#### FRAGMENTO ####

Nació este varón de Dios el 20 de mayo de 1789, en la aldea de Rosey, de
la parroquia de Marlhes, departamento de Loira, diócesis, desde 1801, de Lyon.
Fueron sus padres Juan Bautista Champagnat y María Chirat; este matrimonio tuvo
diez hijos. El padre era hombre recto, bastante instruido, de buen juicio y muy
estimado en la comarca; sus convecinos acudían a él para que dirimiera sus
diferencias. El aprecio de que gozaba y su relativa buena hacienda le
merecieron el nombramiento de jefe del municipio de Marlhes; mantuvo el cargo
con rectitud inflexible y protegió decididamente a la Iglesia, por lo cual fue
juzgado desafecto a la Revolución, sometido a procesos y vejado con pérdidas
cuantiosas.
La madre era muy piadosa, devota ferviente de la Santísima Virgen,
solícita con sus hijos, excelente ama de casa y consejera a la que acudían a su
vez vecinas y amigas. Llegada la noche rezaba en familia el rosario con las
últimas oraciones y daba lectura a Las
vidas de los santos. María
Chirat ofreció su hijo a la Virgen, y se dispuso a esmerarse en la educación de
Marcelino.
El ambiente familiar era propicio por demás para la adecuada formación
del alma de nuestro Beato. Tenía la madre un hermano llamado Marcelino, piadoso
como ella, y que, alborozado y diligente, apadrinó en la pila a su sobrino y le
impuso los nombres de Marcelino, José y Benito. En la misma casa vivía
refugiada la tía Rosa, hermana de su padre, expulsada por el Terror de su
convento; esta santa mujer ayudó a la madre en la educación cristiana de
Marcelino; le hablaba de Dios, de María, de los ángeles custodios y de los
estragos de la Revolución. Las instrucciones, consejos y ejemplos de la
edificante tía calaron hondo en el alma de Champagnat, como más tarde lo
reconocía y comentaba agradecido.

####

INSTRUCCIONES:
1. Indique si cada afirmación concuerda con el fragmento, respondiendo sí o no y citando textualmente las palabras decisivas: (a) Los padres de Marcelino tuvieron diez hijos. (b) La tía Rosa era hermana de la madre de Marcelino. (c) El padrino de bautismo de Marcelino fue un hermano de su padre.
2. Según el fragmento, ¿en qué fecha nació Marcelino Champagnat?
3. Traduzca al inglés la siguiente oración del fragmento: «Fueron sus padres Juan Bautista Champagnat y María Chirat; este matrimonio tuvo diez hijos.»

#### DATOS PROPORCIONADOS ####

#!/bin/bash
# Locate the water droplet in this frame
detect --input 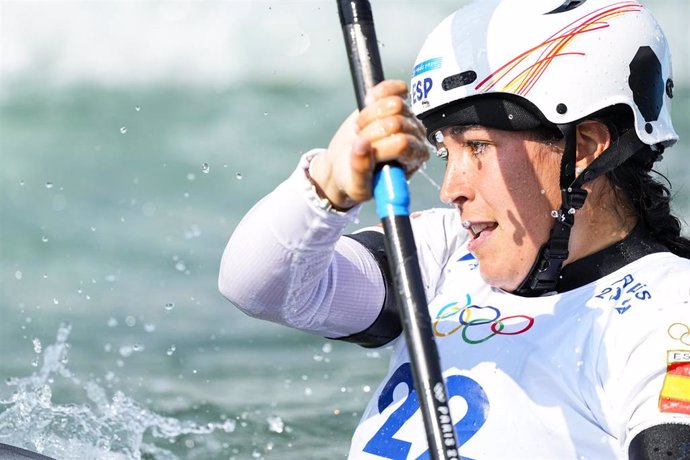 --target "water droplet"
[266,415,285,433]
[31,337,43,353]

####

RESPUESTAS:
1.
(a) Sí: «este matrimonio tuvo diez hijos».
(b) No: «la tía Rosa, hermana de su padre».
(c) No: «Tenía la madre un hermano llamado Marcelino, piadoso como ella, y que, alborozado y diligente, apadrinó en la pila a su sobrino».

2. El 20 de mayo de 1789.

3. His parents were Juan Bautista Champagnat and María Chirat; this couple had ten children.